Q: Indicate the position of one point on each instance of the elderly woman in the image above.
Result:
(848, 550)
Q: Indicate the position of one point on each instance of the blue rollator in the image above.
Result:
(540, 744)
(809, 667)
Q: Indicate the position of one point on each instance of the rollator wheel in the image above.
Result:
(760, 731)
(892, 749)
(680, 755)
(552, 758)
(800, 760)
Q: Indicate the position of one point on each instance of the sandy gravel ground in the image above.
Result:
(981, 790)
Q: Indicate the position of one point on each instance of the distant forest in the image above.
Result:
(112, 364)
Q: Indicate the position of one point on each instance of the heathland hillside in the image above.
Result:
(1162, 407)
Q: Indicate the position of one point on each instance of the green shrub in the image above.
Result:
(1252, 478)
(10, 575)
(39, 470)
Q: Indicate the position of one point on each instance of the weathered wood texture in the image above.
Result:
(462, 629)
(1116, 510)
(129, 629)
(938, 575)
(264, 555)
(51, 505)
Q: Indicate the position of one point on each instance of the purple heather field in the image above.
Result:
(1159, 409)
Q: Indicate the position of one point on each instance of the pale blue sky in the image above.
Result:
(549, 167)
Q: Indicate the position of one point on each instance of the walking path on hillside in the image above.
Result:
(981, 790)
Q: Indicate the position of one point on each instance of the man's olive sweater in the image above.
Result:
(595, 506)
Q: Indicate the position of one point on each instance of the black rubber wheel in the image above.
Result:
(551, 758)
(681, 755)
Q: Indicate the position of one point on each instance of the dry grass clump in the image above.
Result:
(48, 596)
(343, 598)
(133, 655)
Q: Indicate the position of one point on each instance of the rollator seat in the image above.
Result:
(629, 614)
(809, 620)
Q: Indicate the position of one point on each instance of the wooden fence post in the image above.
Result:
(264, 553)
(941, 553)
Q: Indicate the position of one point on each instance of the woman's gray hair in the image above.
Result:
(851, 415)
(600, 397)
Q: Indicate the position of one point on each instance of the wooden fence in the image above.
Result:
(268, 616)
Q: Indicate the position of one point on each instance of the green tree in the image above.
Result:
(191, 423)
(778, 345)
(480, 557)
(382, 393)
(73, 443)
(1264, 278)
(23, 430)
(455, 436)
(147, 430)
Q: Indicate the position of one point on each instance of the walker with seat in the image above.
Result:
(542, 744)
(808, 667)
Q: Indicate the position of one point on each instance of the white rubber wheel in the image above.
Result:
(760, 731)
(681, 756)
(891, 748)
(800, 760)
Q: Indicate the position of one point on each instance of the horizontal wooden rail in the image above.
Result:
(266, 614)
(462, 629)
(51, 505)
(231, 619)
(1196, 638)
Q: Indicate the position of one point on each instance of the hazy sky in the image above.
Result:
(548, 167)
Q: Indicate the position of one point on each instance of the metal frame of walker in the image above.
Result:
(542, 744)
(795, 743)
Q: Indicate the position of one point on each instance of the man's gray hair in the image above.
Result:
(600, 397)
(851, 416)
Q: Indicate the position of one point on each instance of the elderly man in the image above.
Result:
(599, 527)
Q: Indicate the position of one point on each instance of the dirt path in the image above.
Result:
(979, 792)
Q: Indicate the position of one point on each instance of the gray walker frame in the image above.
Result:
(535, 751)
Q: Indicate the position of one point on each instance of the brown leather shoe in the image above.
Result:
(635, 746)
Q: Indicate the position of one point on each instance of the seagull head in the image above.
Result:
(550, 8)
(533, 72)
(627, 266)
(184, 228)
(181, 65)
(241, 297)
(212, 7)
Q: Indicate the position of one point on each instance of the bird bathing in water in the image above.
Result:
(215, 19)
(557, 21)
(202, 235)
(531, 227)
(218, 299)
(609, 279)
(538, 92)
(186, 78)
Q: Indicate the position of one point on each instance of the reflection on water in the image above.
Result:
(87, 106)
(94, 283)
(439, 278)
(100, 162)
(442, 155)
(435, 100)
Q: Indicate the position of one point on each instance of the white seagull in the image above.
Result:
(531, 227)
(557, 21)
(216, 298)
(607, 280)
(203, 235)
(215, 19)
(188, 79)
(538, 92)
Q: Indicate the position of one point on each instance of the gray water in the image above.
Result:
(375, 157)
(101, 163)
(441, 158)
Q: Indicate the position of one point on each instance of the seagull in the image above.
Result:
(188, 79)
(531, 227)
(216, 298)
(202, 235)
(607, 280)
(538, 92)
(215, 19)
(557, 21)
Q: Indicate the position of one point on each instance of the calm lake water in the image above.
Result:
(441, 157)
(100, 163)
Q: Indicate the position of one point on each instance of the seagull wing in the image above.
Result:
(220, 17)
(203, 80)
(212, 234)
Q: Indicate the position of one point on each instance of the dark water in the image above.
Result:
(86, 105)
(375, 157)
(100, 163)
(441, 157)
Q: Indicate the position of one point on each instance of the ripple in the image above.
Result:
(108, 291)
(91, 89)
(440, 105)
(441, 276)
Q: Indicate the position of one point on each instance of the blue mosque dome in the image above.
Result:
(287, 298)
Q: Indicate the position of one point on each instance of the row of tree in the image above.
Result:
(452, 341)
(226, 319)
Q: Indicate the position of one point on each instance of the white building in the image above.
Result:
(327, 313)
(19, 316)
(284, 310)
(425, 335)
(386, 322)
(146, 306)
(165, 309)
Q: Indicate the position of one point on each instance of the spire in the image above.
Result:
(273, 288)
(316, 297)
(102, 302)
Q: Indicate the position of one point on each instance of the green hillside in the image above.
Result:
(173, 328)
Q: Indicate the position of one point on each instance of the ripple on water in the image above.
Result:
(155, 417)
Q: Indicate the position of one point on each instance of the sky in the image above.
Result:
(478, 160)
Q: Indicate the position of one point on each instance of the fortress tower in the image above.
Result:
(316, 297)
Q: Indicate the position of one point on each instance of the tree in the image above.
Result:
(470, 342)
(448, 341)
^^^^
Recopy the entries above in their entirety, exactly.

_Task response:_
Q: Indicate the position of one point on each instance of the elderly woman in the image above.
Result:
(848, 550)
Q: Indicate the position of one point on each instance of the blue rollator in the image above.
Result:
(540, 744)
(809, 667)
Q: Indicate the position of one point on each instance of the rollator wheel in the image above.
Result:
(760, 731)
(892, 749)
(680, 755)
(552, 758)
(800, 760)
Q: Indicate the position of one point on each instance of the sandy gravel ground in the image above.
Result:
(981, 790)
Q: Indicate the position of one point on each instance of the distant forest in the image above.
Result:
(112, 364)
Q: Indicate the position of one point on each instance of the heathland hillside in the image above.
Result:
(1162, 407)
Q: Indicate the position of one point on each instance of the green shrub in the image above.
Result:
(1252, 478)
(10, 575)
(39, 470)
Q: Indicate the position of one point on each instance of the weathered wood texture in the image above.
Result:
(462, 629)
(1116, 510)
(129, 629)
(938, 575)
(264, 555)
(51, 505)
Q: Indicate the position of one point on each instance of the purple heather field in the image above.
Result:
(1159, 409)
Q: Indicate the position of one point on each instance of the pale blue sky in the image above.
Result:
(549, 167)
Q: Indicate the position of one point on each instance of the walking path on hillside in the image above.
Result:
(981, 790)
Q: Indicate the position of one point on each instance of the man's olive sweater in the image above.
Result:
(595, 506)
Q: Indicate the position of one point on each instance of the black rubber wheel in the image above.
Result:
(551, 758)
(681, 755)
Q: Indicate the position of one point on each instance of the dry grass clump in the image above.
Result:
(48, 596)
(343, 598)
(133, 655)
Q: Indicate the position of one point on each instance of the rollator seat in the image above.
Result:
(629, 614)
(809, 620)
Q: Indicate the position of one point on each instance of the wooden fence post in the image above.
Result:
(264, 553)
(941, 553)
Q: Indicate the position of one point on each instance of the woman's gray hair in the image above.
Result:
(851, 415)
(600, 397)
Q: Indicate the position of one point on each instance of the wooden fence in the image above.
Result:
(268, 616)
Q: Indicate the position of one point on each instance of the green tree in the image above.
Result:
(191, 423)
(778, 345)
(480, 557)
(382, 393)
(73, 443)
(1264, 278)
(23, 430)
(455, 436)
(147, 430)
Q: Indicate the position of one point on each instance of the walker with seat in the image above.
Result:
(542, 744)
(808, 667)
Q: Indicate the position of one point on each instance of the white rubber wheel in the image above.
Result:
(760, 731)
(681, 756)
(891, 748)
(800, 760)
Q: Indicate the position of one point on each instance of the horizontal wooden rail in the image above.
Result:
(266, 614)
(462, 629)
(51, 505)
(231, 619)
(1196, 638)
Q: Indicate the position of one point on each instance of the hazy sky in the image above.
Result:
(548, 167)
Q: Indicate the position of one point on each instance of the metal frame of walker in the image above.
Result:
(542, 744)
(795, 743)
Q: Indicate the position of one point on each instance of the man's gray hair in the image above.
Result:
(600, 397)
(851, 416)
Q: Indicate the position of one point on each instance of the elderly man in the image above.
Result:
(599, 527)
Q: Indicate the position of one point on each instance of the dirt path in the image above.
Result:
(979, 792)
Q: Indicate the position of one point on each instance of the gray walker frame in the image above.
Result:
(535, 751)
Q: Indicate the position of one point on each instance of the brown leather shoe in the image above.
Result:
(635, 746)
Q: Indicate the position of one point on each instance of the seagull head in the image above.
Result:
(550, 8)
(533, 72)
(627, 266)
(184, 228)
(181, 65)
(241, 297)
(212, 7)
Q: Indicate the position of one point on each instance of the bird bathing in water in the image above.
Result:
(215, 19)
(557, 21)
(202, 235)
(531, 227)
(218, 299)
(609, 279)
(538, 92)
(186, 78)
Q: Indicate the position of one point on each instance of the reflection on water in the image above.
Result:
(87, 106)
(94, 283)
(439, 278)
(100, 162)
(442, 155)
(435, 100)
Q: Indicate the position of one point on each instance of the white seagull in the image above.
Result:
(531, 227)
(557, 21)
(216, 298)
(607, 280)
(203, 235)
(215, 19)
(188, 79)
(538, 92)
Q: Indicate the position of one point on each instance of the gray water in the image above.
Result:
(375, 157)
(101, 163)
(441, 158)
Q: Indicate the position of one point on each instance of the seagull in the image above.
Result:
(188, 79)
(531, 227)
(216, 298)
(202, 235)
(607, 280)
(538, 92)
(215, 19)
(557, 21)
Q: Indicate the position of one point on each instance of the calm lake water in the image above.
Result:
(441, 157)
(100, 163)
Q: Indicate the position of one point on each instance of the seagull wing in the image above.
Result:
(220, 17)
(203, 80)
(212, 234)
Q: Indicate the position of one point on each instance of the dark water in the image above.
Result:
(86, 105)
(375, 157)
(100, 163)
(441, 157)
Q: Indicate the position of one point on each instance of the ripple in the image above.
Result:
(108, 291)
(91, 89)
(440, 105)
(441, 276)
Q: Indicate the position of one point on each instance of the blue mosque dome in the image above.
Result:
(287, 298)
Q: Indicate the position of one point on each instance of the row of tree in the image above.
Result:
(452, 341)
(226, 319)
Q: Indicate the position of one point on each instance of the white building in the image above.
Result:
(327, 313)
(19, 316)
(284, 310)
(425, 335)
(386, 322)
(146, 306)
(165, 309)
Q: Indicate the position of one point on each instance of the spire in the image above.
Result:
(273, 288)
(316, 297)
(102, 302)
Q: Indicate the position of one point on each instance of the green hillside in the image above.
Result:
(173, 328)
Q: Indicate the position of one point on each instance of the ripple on water in the image above.
Result:
(155, 417)
Q: Indicate the position of one point on each instance of the sky in the image above.
Result:
(478, 160)
Q: Indicate the position of one point on each instance of the fortress tower in the image above.
Result:
(316, 297)
Q: Indicate the position of one point on each instance of the tree in the image above.
Result:
(470, 342)
(448, 341)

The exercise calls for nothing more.